BEGIN Page text

While U.S. military forces have left Iraq and are winding down in Afghanistan, private military and security contractors still maintain a strong presence in the Middle East.
In Afghanistan, there are more contractors than U.S. troops according to the most recent quarterly contractor census report issued by the U.S. Central Command. There were approximately 137,000 contractors working for the Pentagon in the region that covers Iraq, Afghanistan and 18 other countries from Egypt to Kazakhstan. In Afghanistan, there were 113,376 contractors and Iraq had 7,336, with 40,110 who were U.S. citizens, 50,560 local hires, and 46,231 from neither the U.S. nor the country where they were working.
Yet the report does not include contractors from the U.S. State Department, which is approximately 13,500, according to the CENTCOM report.
DOD data reveals that from FY2008 to FY2011, contractors in Iraq and Afghanistan represented 52 percent of the total force, averaging 190,000 contractors to 175,000 uniformed personnel, said Moshe Schwartz, a defense expert at the Congressional Research Service, at a congressional hearing last month, as reported by Time.
Over the last five fiscal years, DOD obligations for contracts performed just in the Iraq and Afghanistan areas of operation ($132 billion) exceeded total contract obligations of any other U.S. federal agency.
“Contractors can provide significant operational benefits to DOD, including freeing up uniformed personnel to conduct combat operations; providing expertise in specialized fields, such as linguistics or weapon maintenance; and providing a surge capability, quickly delivering critical support capabilities tailored to specific military needs,” Schwartz said. “Because contractors can be hired when a particular need arises and let go when their services are no longer needed, in some circumstances, hiring contractors can be cheaper in the long run than maintaining a permanent in-house capability.”
However, the ineffective use of contractors can lead to the wasteful spending of billions of dollars and can undermine the credibility and effectiveness of the U.S. military, as many analysts believe happened in Iraq and Afghanistan, he added.
Yet contracting service is not without its dangers. The most recent Department of Labor statistics reveal there were at least 121 civilian contractor deaths in the third quarter of 2012. The Defense Base Act Compensation blog says, “these numbers are not an accurate accounting of Contractor Casualties as many injuries and deaths are not reported as Defense Base Act Claims. Also, many of these injuries will become deaths due to the Defense Base Act Insurance Companies denial of medical benefits.” To date, a total of 90,680 claims have been filed since September 1, 2001.

END Page text

Problem: According to the text on military contractors in the Middle East, how many contractors were in Afghanistan in the most recent CENTCOM census report? The lines after this aren't needed.

BEGIN Dataset section

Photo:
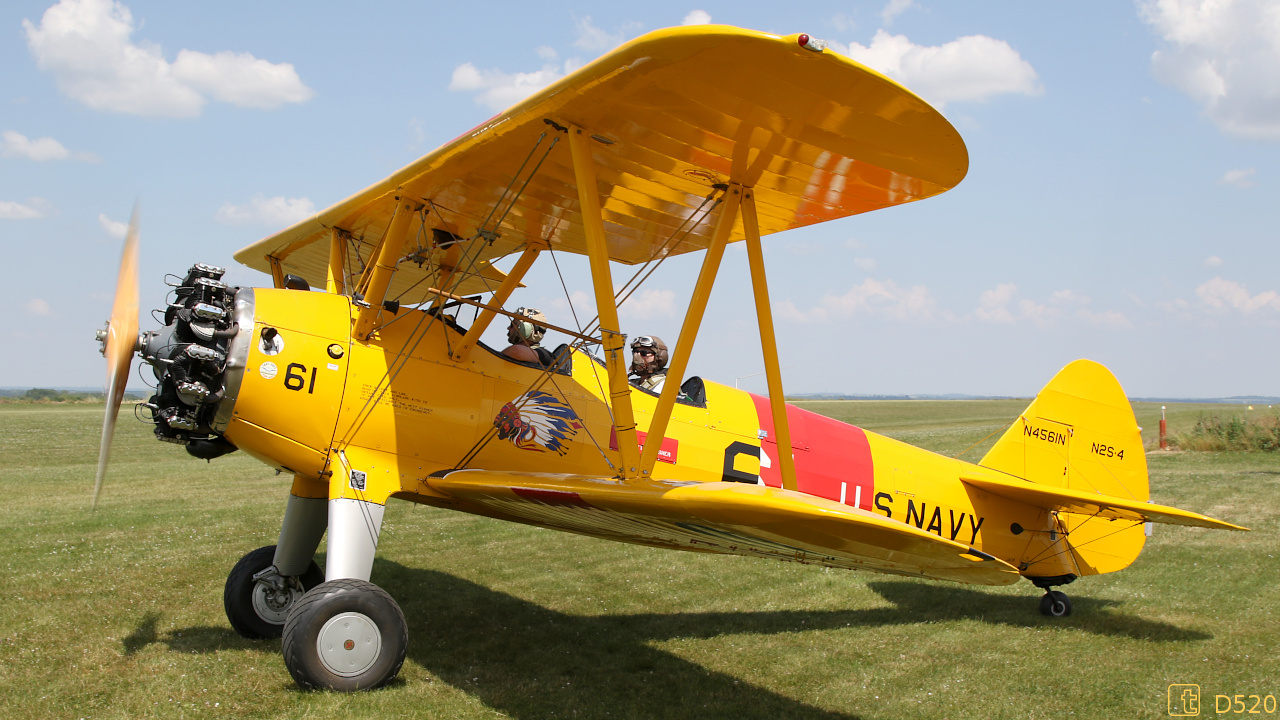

END Dataset section

Expected answer: 113,376